◆ WHAT TO DO ◆
From the line with "of the dark" up to and including the line with "of the wooden", rewrite the listing with "pixel coordinates" changed to "image coordinates" and everything else left as is.

◆ RECORDED DATA ◆
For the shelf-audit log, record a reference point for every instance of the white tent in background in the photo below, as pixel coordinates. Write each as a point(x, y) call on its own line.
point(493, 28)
* * *
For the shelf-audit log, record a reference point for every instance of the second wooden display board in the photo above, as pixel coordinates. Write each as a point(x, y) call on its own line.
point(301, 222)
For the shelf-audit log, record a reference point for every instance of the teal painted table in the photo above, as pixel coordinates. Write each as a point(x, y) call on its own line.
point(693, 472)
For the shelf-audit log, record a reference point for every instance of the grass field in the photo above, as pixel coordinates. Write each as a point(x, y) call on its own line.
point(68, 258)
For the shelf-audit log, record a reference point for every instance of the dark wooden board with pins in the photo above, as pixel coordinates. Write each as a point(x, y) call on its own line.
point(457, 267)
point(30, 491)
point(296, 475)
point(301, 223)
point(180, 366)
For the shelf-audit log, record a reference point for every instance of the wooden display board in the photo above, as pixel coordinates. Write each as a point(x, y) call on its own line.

◆ OUTPUT FOR THIS EXERCISE ◆
For the shelf-audit log, record a reference point for every instance of the dark wooden board with pins in the photo above, as image coordinates. Write each as a point(x, y) call on its own line.
point(457, 267)
point(30, 491)
point(296, 475)
point(301, 223)
point(180, 366)
For the shelf-audit log, record a reference point for every instance of the wooden display board in the photo above, as image coordinates. Write each as a point(x, y) call on its own line.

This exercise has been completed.